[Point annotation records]
[Start]

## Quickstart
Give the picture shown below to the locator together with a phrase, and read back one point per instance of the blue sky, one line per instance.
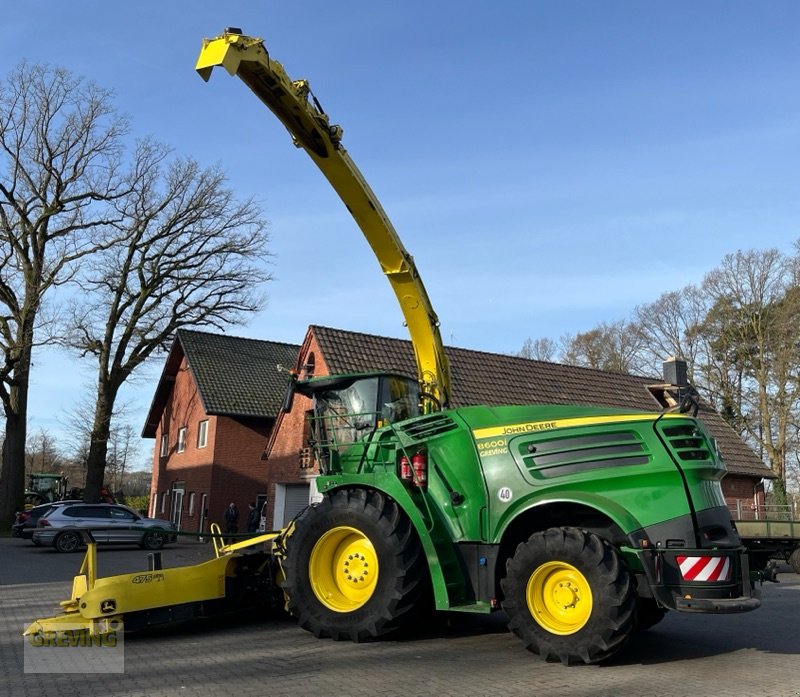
(549, 164)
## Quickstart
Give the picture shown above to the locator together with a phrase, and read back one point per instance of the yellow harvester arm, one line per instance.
(297, 108)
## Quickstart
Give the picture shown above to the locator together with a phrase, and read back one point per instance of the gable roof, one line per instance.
(496, 379)
(234, 376)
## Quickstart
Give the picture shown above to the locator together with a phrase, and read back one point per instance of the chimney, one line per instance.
(675, 372)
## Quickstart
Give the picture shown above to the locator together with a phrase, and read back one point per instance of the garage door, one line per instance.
(294, 498)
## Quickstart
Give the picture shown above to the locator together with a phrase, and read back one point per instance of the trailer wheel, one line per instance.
(794, 560)
(569, 597)
(354, 567)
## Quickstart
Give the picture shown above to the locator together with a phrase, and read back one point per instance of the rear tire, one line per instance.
(569, 597)
(354, 567)
(67, 542)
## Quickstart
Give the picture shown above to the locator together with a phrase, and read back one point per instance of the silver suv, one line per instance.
(108, 522)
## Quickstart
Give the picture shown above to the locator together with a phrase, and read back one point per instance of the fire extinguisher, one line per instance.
(420, 465)
(405, 470)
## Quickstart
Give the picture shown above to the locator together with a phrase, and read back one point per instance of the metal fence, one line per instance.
(745, 509)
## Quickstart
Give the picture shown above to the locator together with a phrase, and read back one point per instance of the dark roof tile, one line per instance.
(236, 376)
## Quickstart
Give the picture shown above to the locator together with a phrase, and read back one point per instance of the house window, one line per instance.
(181, 439)
(202, 434)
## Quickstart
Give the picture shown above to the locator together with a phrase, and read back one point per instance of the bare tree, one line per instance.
(754, 358)
(60, 144)
(193, 255)
(669, 327)
(610, 346)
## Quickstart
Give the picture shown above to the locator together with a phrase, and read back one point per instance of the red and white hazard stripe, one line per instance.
(705, 568)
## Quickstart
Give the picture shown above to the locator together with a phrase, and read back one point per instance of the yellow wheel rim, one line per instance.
(559, 598)
(343, 569)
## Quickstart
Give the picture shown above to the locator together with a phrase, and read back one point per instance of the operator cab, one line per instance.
(349, 408)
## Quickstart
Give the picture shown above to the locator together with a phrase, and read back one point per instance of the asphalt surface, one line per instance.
(751, 654)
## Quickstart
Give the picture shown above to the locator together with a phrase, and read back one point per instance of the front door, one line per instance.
(177, 505)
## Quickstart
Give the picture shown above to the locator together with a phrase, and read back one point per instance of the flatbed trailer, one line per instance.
(767, 540)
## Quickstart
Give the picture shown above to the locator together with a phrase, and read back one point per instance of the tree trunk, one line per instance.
(12, 473)
(98, 443)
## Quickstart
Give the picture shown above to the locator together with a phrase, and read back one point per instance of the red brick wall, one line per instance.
(284, 459)
(748, 490)
(240, 473)
(228, 469)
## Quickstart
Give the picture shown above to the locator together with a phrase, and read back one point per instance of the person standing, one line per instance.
(231, 519)
(253, 519)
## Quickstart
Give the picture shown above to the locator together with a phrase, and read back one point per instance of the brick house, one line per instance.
(212, 412)
(285, 479)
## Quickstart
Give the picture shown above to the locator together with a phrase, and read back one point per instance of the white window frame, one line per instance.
(181, 439)
(202, 434)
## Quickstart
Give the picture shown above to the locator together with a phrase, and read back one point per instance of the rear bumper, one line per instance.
(717, 605)
(677, 588)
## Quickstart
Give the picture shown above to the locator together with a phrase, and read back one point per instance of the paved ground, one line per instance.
(752, 654)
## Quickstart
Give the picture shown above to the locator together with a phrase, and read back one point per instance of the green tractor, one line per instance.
(583, 524)
(45, 488)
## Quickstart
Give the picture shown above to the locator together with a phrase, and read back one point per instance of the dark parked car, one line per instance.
(25, 521)
(109, 523)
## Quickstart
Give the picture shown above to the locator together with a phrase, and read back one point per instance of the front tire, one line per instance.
(67, 542)
(354, 567)
(569, 597)
(153, 541)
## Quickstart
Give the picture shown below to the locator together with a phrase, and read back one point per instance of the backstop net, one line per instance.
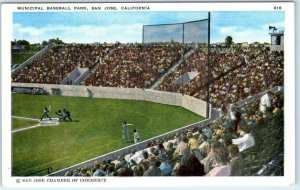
(188, 32)
(193, 37)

[End]

_TASK BRIEF_
Please count the lines of the material above that contain the string "front", with case counting, and reply with the number only.

_ANSWER FOR THE TASK_
2